The data:
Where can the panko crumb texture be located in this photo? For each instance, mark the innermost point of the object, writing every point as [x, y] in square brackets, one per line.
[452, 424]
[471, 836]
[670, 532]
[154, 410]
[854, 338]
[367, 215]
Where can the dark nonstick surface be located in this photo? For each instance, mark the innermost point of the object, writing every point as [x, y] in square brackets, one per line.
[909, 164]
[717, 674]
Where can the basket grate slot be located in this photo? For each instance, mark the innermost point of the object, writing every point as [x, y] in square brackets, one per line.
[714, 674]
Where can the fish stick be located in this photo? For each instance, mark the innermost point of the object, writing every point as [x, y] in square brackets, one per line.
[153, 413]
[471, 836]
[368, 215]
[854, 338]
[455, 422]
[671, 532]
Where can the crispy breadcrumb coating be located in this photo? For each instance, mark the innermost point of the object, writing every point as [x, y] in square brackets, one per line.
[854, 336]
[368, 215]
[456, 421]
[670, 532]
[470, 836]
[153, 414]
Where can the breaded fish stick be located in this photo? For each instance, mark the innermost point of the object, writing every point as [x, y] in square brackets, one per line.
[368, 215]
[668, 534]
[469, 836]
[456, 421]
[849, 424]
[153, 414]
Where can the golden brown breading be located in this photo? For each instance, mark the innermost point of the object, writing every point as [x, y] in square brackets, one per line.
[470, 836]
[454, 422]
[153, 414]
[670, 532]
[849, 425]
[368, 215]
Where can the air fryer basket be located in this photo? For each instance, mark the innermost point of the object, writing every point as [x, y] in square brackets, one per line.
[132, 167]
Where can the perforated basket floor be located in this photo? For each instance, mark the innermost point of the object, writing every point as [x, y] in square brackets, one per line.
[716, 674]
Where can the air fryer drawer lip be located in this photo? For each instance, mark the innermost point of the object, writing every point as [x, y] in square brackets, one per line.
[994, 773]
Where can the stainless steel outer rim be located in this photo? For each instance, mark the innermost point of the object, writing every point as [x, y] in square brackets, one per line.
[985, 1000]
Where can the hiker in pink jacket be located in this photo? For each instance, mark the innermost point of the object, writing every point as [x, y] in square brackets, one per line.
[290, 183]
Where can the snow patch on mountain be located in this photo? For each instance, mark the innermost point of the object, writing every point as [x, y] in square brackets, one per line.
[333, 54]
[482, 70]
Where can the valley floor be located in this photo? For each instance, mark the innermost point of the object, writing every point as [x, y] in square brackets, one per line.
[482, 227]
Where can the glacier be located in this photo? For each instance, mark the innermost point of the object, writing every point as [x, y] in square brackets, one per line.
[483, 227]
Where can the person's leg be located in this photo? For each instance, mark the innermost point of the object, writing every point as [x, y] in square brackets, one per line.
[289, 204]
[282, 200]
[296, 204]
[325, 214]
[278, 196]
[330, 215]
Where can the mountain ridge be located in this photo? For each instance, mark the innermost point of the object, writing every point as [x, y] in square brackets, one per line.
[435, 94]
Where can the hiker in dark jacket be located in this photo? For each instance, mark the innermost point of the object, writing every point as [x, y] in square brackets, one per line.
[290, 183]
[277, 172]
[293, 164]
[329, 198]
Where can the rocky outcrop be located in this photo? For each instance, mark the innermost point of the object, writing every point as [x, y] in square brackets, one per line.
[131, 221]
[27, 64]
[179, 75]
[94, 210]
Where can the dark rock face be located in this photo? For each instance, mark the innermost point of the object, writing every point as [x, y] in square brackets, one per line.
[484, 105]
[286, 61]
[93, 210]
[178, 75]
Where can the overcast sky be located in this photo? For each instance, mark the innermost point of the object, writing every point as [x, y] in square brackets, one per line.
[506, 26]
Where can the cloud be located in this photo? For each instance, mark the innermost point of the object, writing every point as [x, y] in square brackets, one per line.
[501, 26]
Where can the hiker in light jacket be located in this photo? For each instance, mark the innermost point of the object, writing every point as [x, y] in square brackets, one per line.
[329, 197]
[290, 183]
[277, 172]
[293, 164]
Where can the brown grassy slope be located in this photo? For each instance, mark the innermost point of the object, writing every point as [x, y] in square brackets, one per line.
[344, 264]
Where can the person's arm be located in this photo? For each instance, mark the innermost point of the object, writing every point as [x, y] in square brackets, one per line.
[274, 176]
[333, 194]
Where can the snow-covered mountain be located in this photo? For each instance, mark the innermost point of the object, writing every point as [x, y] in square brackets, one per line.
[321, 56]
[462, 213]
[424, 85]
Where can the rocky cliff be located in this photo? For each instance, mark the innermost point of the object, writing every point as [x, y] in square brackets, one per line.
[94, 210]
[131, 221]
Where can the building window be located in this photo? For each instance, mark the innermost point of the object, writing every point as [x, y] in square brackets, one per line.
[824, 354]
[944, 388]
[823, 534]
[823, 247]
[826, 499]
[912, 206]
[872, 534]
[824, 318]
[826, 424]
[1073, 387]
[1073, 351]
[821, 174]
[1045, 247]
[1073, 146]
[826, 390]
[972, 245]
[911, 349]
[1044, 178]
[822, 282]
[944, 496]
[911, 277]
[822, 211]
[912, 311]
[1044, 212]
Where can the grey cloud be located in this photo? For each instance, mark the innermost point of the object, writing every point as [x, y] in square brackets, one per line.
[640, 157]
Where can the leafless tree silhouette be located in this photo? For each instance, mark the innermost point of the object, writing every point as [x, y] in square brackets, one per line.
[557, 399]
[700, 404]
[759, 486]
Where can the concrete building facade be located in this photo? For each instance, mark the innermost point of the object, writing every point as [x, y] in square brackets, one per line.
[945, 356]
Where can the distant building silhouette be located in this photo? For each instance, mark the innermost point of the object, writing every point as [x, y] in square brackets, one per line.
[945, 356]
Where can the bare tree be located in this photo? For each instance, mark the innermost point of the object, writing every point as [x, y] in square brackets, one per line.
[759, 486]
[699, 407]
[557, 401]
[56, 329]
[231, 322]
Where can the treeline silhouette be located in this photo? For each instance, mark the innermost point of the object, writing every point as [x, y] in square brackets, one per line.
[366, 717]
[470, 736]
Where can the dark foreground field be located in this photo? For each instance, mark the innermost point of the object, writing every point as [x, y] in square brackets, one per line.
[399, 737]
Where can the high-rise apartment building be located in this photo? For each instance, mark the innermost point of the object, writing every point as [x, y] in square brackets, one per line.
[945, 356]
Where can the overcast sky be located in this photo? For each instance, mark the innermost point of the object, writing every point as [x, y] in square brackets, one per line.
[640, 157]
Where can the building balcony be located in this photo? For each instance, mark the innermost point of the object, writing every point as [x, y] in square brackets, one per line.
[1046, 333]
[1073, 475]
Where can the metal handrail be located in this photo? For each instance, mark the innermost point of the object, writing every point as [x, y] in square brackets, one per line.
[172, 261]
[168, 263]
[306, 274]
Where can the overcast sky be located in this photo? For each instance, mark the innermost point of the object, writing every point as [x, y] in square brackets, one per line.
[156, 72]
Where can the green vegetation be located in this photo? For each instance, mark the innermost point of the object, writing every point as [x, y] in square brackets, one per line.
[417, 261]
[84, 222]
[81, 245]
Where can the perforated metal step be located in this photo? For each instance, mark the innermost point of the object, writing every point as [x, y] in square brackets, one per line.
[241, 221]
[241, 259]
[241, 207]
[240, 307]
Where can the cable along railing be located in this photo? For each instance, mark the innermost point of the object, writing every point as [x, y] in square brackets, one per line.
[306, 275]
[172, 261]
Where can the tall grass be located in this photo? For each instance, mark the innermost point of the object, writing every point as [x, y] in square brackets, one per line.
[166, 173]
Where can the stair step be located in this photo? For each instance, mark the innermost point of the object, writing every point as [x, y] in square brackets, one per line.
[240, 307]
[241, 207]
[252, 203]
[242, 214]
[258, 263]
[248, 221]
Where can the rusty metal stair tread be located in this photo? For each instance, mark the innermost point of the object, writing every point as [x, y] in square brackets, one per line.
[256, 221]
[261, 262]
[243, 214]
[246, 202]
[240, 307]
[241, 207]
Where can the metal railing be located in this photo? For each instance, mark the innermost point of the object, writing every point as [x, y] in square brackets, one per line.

Task details: Retype the lines beginning at the one containing "Where can the perforated metal" and ending at the final line of the material, both included.

Exercise result:
Where can the perforated metal step be located in this photo? For each instance, mark the innermost point of the object, writing every point as [x, y] in square brackets, one per line.
[241, 221]
[241, 259]
[241, 207]
[240, 307]
Where can the cable along railing be located in this photo? For each instance, mark the innermost point of the object, writing every point as [x, y] in square brackets, one per line.
[306, 275]
[172, 261]
Where can the tall grass be located in this photo? For each instance, mark the innermost point of the object, writing every point as [x, y] in square brackets, one per line.
[166, 173]
Where can the stair step be located in this photo? For each instance, mark the innermost point of the object, writing every point as [x, y] in square brackets, one per line.
[240, 307]
[241, 207]
[252, 203]
[242, 214]
[258, 263]
[248, 221]
Where can the rusty metal stair tread be located in this photo? For each instance, mark the innermost point of the object, writing every point as [x, y] in square brackets, one per line.
[256, 221]
[261, 262]
[243, 214]
[246, 202]
[240, 307]
[241, 207]
Where can the metal railing be located in this photo? For each instance, mark the innermost point of the object, writing every point as [x, y] in square brackets, one per line.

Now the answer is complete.